AUFGABE —
Entnimm dem Artikel über den Querfeldein-Radsport wortgetreu die Passage von „das verwaiste Amt“ bis einschließlich „auch erste Erfolge.“.

TEXT —
Bundestrainer
Peter Weibel will Cross-Sport wieder nach vorne bringen
Frankfurt/Main
(rad-press) Knapp ein Vierteljahr ist es her, dass die Straßen-Bundestrainer
Peter Weibel (Plankstadt/U23) und Patrick Moster (Offenbach-Quaich/Junioren)
das verwaiste Amt des Querfeldein-Bundestrainers übernommen haben.
Querfeldein, einstmals auch eine deutsche Hochburg, hatte in den letzten
Jahren immer mehr an Renomée verloren. Einziger Lichtblick bei der WM 2000 in
den Niederlanden war der Titelgewinn von Hanka Kupfernagel bei der Premiere
der Frauen in dieser Radsport-Disziplin.
In
dieser Woche starten Weibel und Moster mit 14 Fahrern und Fahrerinnen zu den
Weltmeisterschaften, die am 3./4. Februar in der tschechischen
Querfeldein-Hochburg Tabor, rund 90 Kilometer von Prag entfernt, ausgetragen
werden. „Der Job macht Spaß, und so langsam sehen wir auch erste Erfolge.

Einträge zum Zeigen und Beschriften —
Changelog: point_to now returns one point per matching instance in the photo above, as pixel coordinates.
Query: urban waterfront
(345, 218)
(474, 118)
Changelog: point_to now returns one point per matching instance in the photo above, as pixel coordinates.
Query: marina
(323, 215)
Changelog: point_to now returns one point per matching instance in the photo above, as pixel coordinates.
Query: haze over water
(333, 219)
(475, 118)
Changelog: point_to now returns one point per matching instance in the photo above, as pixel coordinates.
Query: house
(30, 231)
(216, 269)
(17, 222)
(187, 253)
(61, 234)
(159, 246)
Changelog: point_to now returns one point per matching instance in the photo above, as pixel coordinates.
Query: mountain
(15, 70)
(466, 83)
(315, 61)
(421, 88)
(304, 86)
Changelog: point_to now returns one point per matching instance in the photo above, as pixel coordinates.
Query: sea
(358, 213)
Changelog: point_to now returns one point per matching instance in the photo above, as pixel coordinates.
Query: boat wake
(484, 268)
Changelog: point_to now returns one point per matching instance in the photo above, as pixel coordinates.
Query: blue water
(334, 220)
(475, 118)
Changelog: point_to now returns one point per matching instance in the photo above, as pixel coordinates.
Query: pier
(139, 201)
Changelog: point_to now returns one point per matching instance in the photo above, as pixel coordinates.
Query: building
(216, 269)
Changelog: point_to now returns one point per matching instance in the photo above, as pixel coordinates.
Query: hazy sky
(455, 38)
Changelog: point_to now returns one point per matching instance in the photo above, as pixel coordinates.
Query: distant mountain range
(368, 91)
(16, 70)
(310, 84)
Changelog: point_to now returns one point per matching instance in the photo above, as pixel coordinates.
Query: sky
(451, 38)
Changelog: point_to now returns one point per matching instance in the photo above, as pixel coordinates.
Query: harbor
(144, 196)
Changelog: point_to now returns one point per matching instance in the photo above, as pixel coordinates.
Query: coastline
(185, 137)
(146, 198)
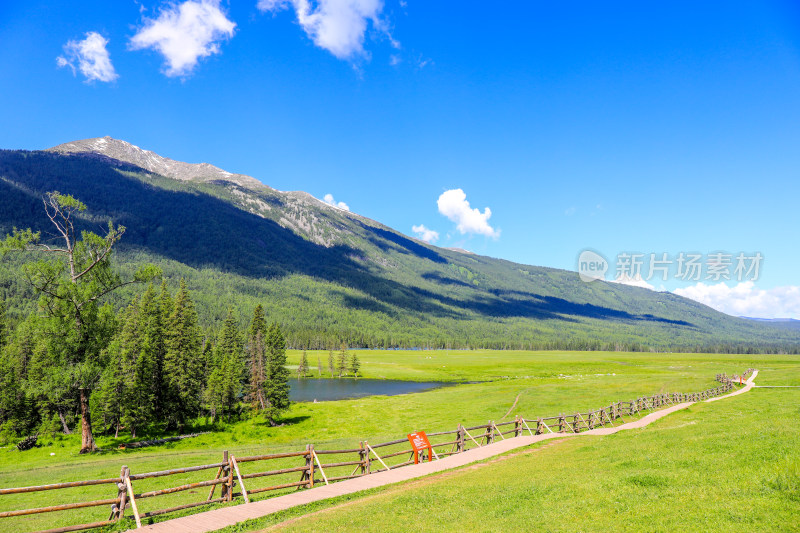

ERGEBNIS —
das verwaiste Amt des Querfeldein-Bundestrainers übernommen haben.
Querfeldein, einstmals auch eine deutsche Hochburg, hatte in den letzten
Jahren immer mehr an Renomée verloren. Einziger Lichtblick bei der WM 2000 in
den Niederlanden war der Titelgewinn von Hanka Kupfernagel bei der Premiere
der Frauen in dieser Radsport-Disziplin.
In
dieser Woche starten Weibel und Moster mit 14 Fahrern und Fahrerinnen zu den
Weltmeisterschaften, die am 3./4. Februar in der tschechischen
Querfeldein-Hochburg Tabor, rund 90 Kilometer von Prag entfernt, ausgetragen
werden. „Der Job macht Spaß, und so langsam sehen wir auch erste Erfolge.